WHAT THIS EXERCISE ASKS
a – From the blog post on consumer genotyping services, copy out the stretch from "I was interested" through "the math right." word for word.
b – Continue the blog post on consumer genotyping services, picking up right after its final sentence.

===== EXCERPT PROVIDED =====

A quick follow up to my previous post. Reading Rob Carlson’s wonderfully written post on the C&Ds sent out by the California Department of Public Health to 13 consumer genetics companies got me thinking. He writes

There appears to be some tension between the interpretation of tests ordered for diagnostic purposes, which probably should require a prescription, and sequencing or genotyping services that provide information about a consumer’s genetic makeup.
[More}

There is a really interesting conversation going on about various genotyping companies and their interaction with the California Department of Public Health. There are some real questions about its jurisdiction and some people really wonder why doctors have to be involved. (i.e. Pay the cost of a doctor's visit to get a prescription to have my own DNA examined. That sounds odd? Why can't I just send in a cheek swab?)

Some of this also seems to run afoul of the state's consumer protection focus. Again, this seems a little odd but I guess a point could be made to apply some sort of precautionary principle (i.e. the companies need to demonstrate that they are able to accurately produce a genotype with a very low level of errors) since it is likely that a large percentage of the people using the services may view the results as something more than just informational. Look what happened to Alec Guinness when he was given incorrect information regarding a medical condition.

Having been doing molecular biology since the the late 70s, I know that these techniques are not necessarily an exact science. What level of redundancy will be needed? What are the error rates? How good are the microarray chips used? What are the verified QA/QC procedures and who does the verification? The results had better have a high degree of accuracy.

I was interested in the accuracy of the chips used by these genotyping services. I am basing the following on my own research experience and what is actually written on the web sites. If i have made some fundamental error, please let me know. It would not be the first time I went off on a ragged trail to be brought up by a fatal assumption. But I think I have done the math right.

The important use for 23andme is the generation of a very deep and rich database that can be used to find linkages between important genes and SNPs. The accuracy of an individual's sample is not strictly that important for this purpose since the law of large numbers means any individual errors will be swamped out. But individual errors in an individual's sample may be important for that individual (Yes, I am channeling Po from Kung Fu Panda - 'Legend tells of a legendary warrior whose kung fu skills were the stuff of legend'. Or Criswell from Plan 9 from Outer Space - 'And remember my friend, future events such as these will affect you in the future.')

===== GIVEN MATERIAL =====

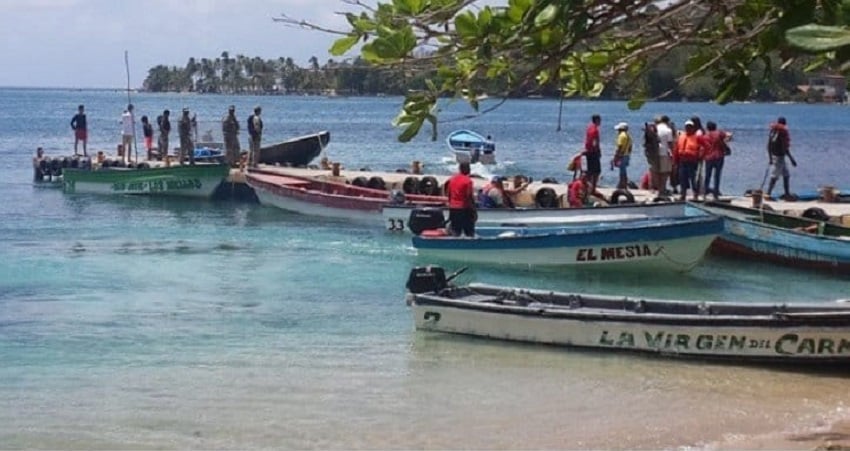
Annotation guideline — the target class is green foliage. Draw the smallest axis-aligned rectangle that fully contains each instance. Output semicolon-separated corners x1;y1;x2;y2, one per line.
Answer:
286;0;850;141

=====

ANSWERS PROVIDED
a –
I was interested in the accuracy of the chips used by these genotyping services. I am basing the following on my own research experience and what is actually written on the web sites. If i have made some fundamental error, please let me know. It would not be the first time I went off on a ragged trail to be brought up by a fatal assumption. But I think I have done the math right.

b –
I had to do a little digging to get some numbers but 23andme claims a call rate that averages 99%, meaning that 1% of the SNPs can not be called. With nearly 600,000 SNPs to look at, this means that 6000 SNPs are not called in a single sample. But that is based on an average. Without knowing the standard deviation, it is possible that some samples will have much higher 'No call' rates. So someone who might have a SNP linked to an important trait would not know that they had it.

While there is no data given for what percentage of incorrect calls are made, they do say that reproducibility is 99.9%, so that if the sample is run again 99.9% of the information will be the same. (I would assume this also means that the 6000 'No Calls' are also 'No Calls' the second time.) So, for 600 SNPs in an individual sample there will be an ambiguity.

Is this a problem? I really do not know, not being an expert. For a research database that will be examining thousands of genomes, this may all be irrelevant. There will be some redundancy from the power of large numbers. The 'noise' from errors will be swamped out by the overall SNPs called. So it would be possible to find links between SNPs and phenotypes with this level of error.

But, for individuals who will examine their own data, this could be a little more problematic. Using my rough rule of thumb from all those years I did Poisson distributions, in a group of about 3000 samples, there is a greater than 90% chance that there will be at least one ambiguity (error?) for every one of the 600,000 SNPs on the chip. So if say there was a SNP that tracked an important phenotype, such as Alzheimer's, someone in that group would most likely get the wrong information.

And in a group of about 300 people, there will be a 'no call' for every SNP when there should be a call. So while each individual would have a low probability of having an error in their data, it is very likely that someone in the group will have a error at an important SNP.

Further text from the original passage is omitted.